Print all of the data below verbatim, line by line.

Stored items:
▼

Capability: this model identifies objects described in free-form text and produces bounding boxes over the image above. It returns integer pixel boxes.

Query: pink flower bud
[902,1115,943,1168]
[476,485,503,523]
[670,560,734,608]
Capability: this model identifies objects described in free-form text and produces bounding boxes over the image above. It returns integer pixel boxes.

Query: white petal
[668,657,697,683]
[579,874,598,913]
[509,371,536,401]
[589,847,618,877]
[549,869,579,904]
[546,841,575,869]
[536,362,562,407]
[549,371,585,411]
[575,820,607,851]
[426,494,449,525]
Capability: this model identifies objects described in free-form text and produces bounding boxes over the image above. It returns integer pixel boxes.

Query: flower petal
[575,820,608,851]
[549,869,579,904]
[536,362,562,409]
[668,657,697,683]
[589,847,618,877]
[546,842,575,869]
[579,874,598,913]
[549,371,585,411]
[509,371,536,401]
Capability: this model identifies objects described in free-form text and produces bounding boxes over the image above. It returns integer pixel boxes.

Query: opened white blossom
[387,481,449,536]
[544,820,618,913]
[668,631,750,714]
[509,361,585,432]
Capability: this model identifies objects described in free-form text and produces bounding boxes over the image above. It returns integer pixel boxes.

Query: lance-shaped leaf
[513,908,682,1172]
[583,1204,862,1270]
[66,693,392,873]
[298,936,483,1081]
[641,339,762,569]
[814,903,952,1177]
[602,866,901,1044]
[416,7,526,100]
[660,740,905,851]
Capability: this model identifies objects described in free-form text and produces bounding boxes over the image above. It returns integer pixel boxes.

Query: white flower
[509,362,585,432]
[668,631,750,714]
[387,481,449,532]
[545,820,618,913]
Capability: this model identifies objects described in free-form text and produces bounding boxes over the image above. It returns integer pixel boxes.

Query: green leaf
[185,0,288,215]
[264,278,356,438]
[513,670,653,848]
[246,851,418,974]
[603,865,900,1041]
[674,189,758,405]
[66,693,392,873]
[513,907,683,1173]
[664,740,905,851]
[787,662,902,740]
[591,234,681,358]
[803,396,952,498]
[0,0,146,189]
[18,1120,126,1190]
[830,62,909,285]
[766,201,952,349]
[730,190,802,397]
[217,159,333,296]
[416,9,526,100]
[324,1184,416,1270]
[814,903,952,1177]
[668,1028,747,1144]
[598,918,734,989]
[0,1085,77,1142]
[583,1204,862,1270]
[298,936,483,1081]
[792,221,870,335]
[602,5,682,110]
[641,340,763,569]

▲

FULL ANSWER:
Capability: this model identifies objects described in free-form text and produces bounding boxes over the image above. It returns integer pixel boxes.

Query: pink flower bud
[902,1115,943,1168]
[476,485,503,523]
[670,560,734,608]
Capability: this model identifies objects described in free-form text and produces bounding boxes over the image above. It returns integer pixel boxes.

Query: white petal
[668,657,697,683]
[579,874,598,913]
[509,371,536,401]
[589,847,618,877]
[549,869,579,904]
[546,841,575,869]
[536,362,562,407]
[549,371,585,411]
[575,820,607,851]
[426,494,449,525]
Capability: this model identifies objects described in free-form text and produces bounding boxes over the image above. It returns integer pixel boxes.

Query: flower petal
[575,820,608,851]
[549,869,579,904]
[536,362,562,409]
[668,657,697,683]
[589,847,618,877]
[546,842,575,869]
[579,874,598,913]
[549,371,585,411]
[509,371,536,401]
Capability: this model identifies objects described in free-form text and produces bounding boxes over the image above. It returns integer pixel boxes.

Query: opened white blossom
[387,481,449,536]
[544,820,618,913]
[668,631,750,714]
[509,361,585,432]
Capability: this model identifies objects described in free-form text and produces bounding boxes over the image above. It returns integer pixel boxes.

Query: lance-shaped leaf
[513,908,682,1172]
[583,1204,862,1270]
[66,693,392,873]
[298,936,483,1081]
[641,339,762,569]
[814,903,952,1177]
[602,866,901,1044]
[416,7,526,100]
[660,740,905,851]
Capability: this model identifies objects described in free-form text and produces bounding boxes over the image above. It returns integer pixel boxes.

Query: white flower
[509,362,585,432]
[668,631,750,714]
[387,481,449,532]
[545,820,618,913]
Capability: this model identifies objects described in free-form text and produces bounding boxes over the image above. It returns integer pixel boxes.

Query: green leaf
[185,0,288,215]
[264,278,356,438]
[513,670,653,848]
[246,851,418,974]
[603,865,900,1041]
[674,189,758,405]
[66,693,392,873]
[513,907,683,1173]
[664,740,905,851]
[787,662,902,740]
[591,234,681,358]
[803,396,952,498]
[0,0,146,189]
[18,1120,126,1190]
[830,62,909,285]
[766,201,952,349]
[730,190,802,397]
[217,159,333,296]
[416,9,526,100]
[324,1184,416,1270]
[814,903,952,1177]
[668,1028,747,1144]
[598,918,734,989]
[0,1085,77,1142]
[583,1204,862,1270]
[298,936,483,1081]
[792,221,870,335]
[602,5,682,110]
[641,340,763,569]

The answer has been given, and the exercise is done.